*TEXT PASSAGE*
As a literary device, an allegory in its most general sense is an extended metaphor. One of the best known examples is Plato's "Allegory of the Cave." In this allegory, there are a group of people who have lived chained to the wall of a cave all of their lives, facing a blank wall. The people watch shadows projected on the wall by things passing in front of a fire behind them and begin to ascribe forms to these shadows. According to the allegory, the shadows are as close as the prisoners get to viewing reality.

Contents

Etymology

First attested in English 1382, the word allegory comes from Latin allegoria, the latinisation of the Greek ἀλληγορία (allegoria), "veiled language, figurative", from ἄλλος (allos), "another, different" + ἀγορεύω (agoreuo), "to harangue, to speak in the assembly" and that from ἀγορά (agora), "assembly".

Types

Northrop Frye discussed what he termed a "continuum of allegory," ranging from what he termed the "naive allegory" of The Faerie Queene, to the more private allegories of modern paradox literature. In this perspective, the characters in a "naive" allegory are not fully three-dimensional, for each aspect of their individual personalities and the events that befall them embodies some moral quality or other abstraction; the allegory has been selected first, and the details merely flesh it out.

Many ancient religions are based on an astrologic allegories, that is, allegories of the movement of the Sun and the Moon as seen from the Earth. Examples include the cult of Horus/Isis.

The classical era

In classical literature two of the best-known allegories are the cave in Plato's Republic (Book VII) and the story of the stomach and its members in the speech of Menenius Agrippa (Livy ii. 32). In Late Antiquity Martianus Capella organized all the information a fifth-century upper-class male needed to know into an allegory of the wedding of Mercury and Philologia, with the seven liberal arts as guests; Capella's allegory was widely read through the Middle Ages.

Other early allegories are found in the Hebrew Bible, for instance in the extended metaphor in Psalm 80 of the vine, which is Israel and Ezekiel 16 and 17.

The medieval era

Medieval thinking accepted allegory as having a reality underlying any rhetorical or fictional uses. The allegory was as true as the facts of surface appearances. Thus, the bull Unam Sanctam (1302) presents themes of the unity of Christendom with the pope as its head in which the allegorical details of the metaphors are adduced as facts on which is based a demonstration with the vocabulary of logic: "Therefore of this one and only Church there is one body and one head—not two heads as if it were a monster... If, then, the Greeks or others say that they were not committed to the care of Peter and his successors, they necessarily confess that they are not of the sheep of Christ".

In the late 15th century, the enigmatic Hypnerotomachia, with its elaborate woodcut illustrations, shows the influence of themed pageants and masques on contemporary allegorical representation, as humanist dialectic conveyed them.

*EXERCISE INPUT*
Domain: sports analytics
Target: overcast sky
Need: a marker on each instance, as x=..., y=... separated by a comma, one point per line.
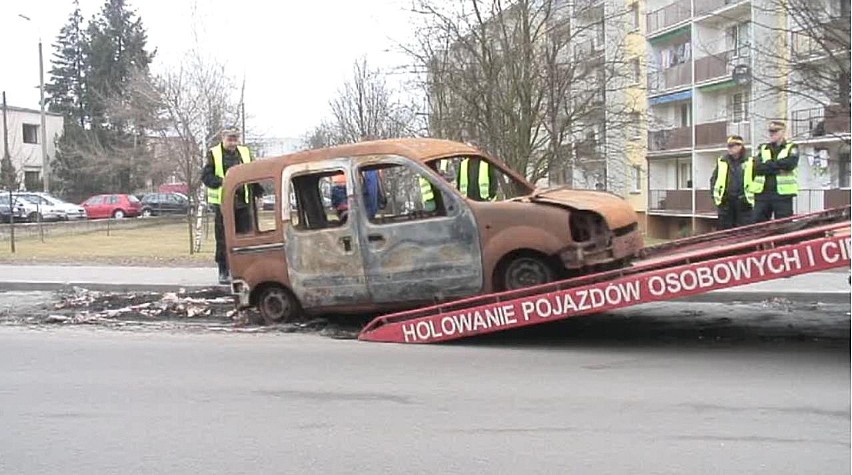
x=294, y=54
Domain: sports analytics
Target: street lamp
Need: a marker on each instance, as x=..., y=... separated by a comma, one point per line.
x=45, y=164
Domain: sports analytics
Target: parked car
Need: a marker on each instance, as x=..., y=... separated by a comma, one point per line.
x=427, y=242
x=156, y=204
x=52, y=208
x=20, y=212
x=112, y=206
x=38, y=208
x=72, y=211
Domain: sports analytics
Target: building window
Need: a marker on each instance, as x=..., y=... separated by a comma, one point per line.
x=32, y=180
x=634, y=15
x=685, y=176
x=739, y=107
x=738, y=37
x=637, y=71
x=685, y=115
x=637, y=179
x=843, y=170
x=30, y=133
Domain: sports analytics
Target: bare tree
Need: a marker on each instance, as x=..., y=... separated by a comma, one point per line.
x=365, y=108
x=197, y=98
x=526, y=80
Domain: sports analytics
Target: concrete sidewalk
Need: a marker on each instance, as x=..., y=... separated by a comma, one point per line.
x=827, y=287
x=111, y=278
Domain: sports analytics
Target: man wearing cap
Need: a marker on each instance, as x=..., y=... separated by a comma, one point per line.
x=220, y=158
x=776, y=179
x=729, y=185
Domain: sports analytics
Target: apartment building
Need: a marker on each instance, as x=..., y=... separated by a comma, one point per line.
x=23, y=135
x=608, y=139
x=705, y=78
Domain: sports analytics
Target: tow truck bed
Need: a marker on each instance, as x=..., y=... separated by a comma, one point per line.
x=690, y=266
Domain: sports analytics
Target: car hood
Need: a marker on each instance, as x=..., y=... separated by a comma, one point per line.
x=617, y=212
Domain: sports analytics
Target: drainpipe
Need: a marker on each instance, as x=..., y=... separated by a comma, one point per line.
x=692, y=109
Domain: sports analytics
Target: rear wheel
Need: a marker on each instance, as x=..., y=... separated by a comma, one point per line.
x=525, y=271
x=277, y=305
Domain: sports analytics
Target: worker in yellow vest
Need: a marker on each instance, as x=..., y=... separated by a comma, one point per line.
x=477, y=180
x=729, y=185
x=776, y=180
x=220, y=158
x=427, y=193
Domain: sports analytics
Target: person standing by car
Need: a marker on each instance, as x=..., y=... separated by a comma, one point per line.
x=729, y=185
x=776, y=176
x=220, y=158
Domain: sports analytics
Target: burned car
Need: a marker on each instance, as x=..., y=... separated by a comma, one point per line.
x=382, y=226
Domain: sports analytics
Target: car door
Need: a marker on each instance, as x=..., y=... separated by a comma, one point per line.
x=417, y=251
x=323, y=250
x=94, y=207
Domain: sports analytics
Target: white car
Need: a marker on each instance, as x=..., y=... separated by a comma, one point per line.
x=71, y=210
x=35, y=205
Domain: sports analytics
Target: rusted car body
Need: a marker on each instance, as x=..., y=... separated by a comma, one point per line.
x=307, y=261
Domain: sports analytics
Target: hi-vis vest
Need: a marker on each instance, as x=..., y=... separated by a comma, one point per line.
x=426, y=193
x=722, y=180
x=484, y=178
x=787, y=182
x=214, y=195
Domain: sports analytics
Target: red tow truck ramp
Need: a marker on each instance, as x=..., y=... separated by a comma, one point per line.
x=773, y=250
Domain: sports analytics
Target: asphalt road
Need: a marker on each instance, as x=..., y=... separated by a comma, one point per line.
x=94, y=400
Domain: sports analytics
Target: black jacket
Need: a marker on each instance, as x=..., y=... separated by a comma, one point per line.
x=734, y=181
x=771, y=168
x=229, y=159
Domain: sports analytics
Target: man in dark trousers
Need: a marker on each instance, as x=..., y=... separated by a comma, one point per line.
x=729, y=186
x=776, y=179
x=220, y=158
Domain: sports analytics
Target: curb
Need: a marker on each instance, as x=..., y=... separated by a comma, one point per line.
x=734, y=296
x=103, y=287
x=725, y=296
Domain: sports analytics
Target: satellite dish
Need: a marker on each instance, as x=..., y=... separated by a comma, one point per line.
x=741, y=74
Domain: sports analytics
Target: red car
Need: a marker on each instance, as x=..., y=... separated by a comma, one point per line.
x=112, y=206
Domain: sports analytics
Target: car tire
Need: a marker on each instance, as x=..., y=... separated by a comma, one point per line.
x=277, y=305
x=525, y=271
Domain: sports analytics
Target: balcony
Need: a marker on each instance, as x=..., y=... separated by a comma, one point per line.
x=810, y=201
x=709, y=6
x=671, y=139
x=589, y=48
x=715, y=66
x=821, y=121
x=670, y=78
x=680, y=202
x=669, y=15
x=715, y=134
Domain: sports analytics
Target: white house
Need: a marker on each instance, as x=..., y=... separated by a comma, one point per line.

*TO DO*
1. Update the listing from its first line through the line containing "x=45, y=164" by changing "street lamp" to "lamppost" and leaving everything else as it is. Omit the pictures from your answer.
2. Extend the passage on allegory, continuing from its last sentence.

*RESULTS FOR EACH TASK*
1.
Domain: sports analytics
Target: overcast sky
Need: a marker on each instance, as x=..., y=... separated by a comma, one point per line.
x=294, y=54
Domain: sports analytics
Target: lamppost
Need: a marker on each instance, as x=..., y=... separated by a comma, one point per line.
x=45, y=164

2.
The denial of medieval allegory as found in the 11th-century works of Hugh of St Victor and Edward Topsell's Historie of Foure-footed Beastes (London, 1607, 1653) and its replacement in the study of nature with methods of categorization and mathematics by such figures as naturalist John Ray and the astronomer Galileo is thought to mark the beginnings of early modern science.

The modern era

Since meaningful stories are nearly always applicable to larger issues, allegories may be read into many stories, sometimes distorting their author's overt meaning. For instance, many people have suggested that The Lord of the Rings is an allegory for the World Wars, in spite of J. R. R. Tolkien's emphatic statement in the introduction to the second edition, "It is neither allegorical nor topical.... I cordially dislike allegory in all its manifestations, and always have done so since I grew old and wary enough to detect its presence." Where some requirements of "realism", in its flexible meanings, are set aside, allegory can come more strongly to the surface, as in the work of Bertold Brecht on one hand, or on the other in science fiction and fantasy, where an element of universal application and allegorical overtones are common, as with The Chronicles of Narnia.

Examples by genre

Not every resonant work of modern fiction is an allegory. Arthur Miller's The Crucible, for instance, is character-driven historical drama with contemporary relevance, but is not an allegory in spite of its parallels with McCarthyism, linking the hunt for communists in the 1940s and 1950s to the hunt for witches in the late 17th century. L. Frank Baum's The Wonderful Wizard of Oz is plot-driven fantasy narrative in an extended fable with talking animals and broadly-sketched characters. J.R.R. Tolkien's The Lord of the Rings is another example of a work sometimes seen as allegorical yet, as the author explained, is not - rather it is an example of what he referred to as applicability.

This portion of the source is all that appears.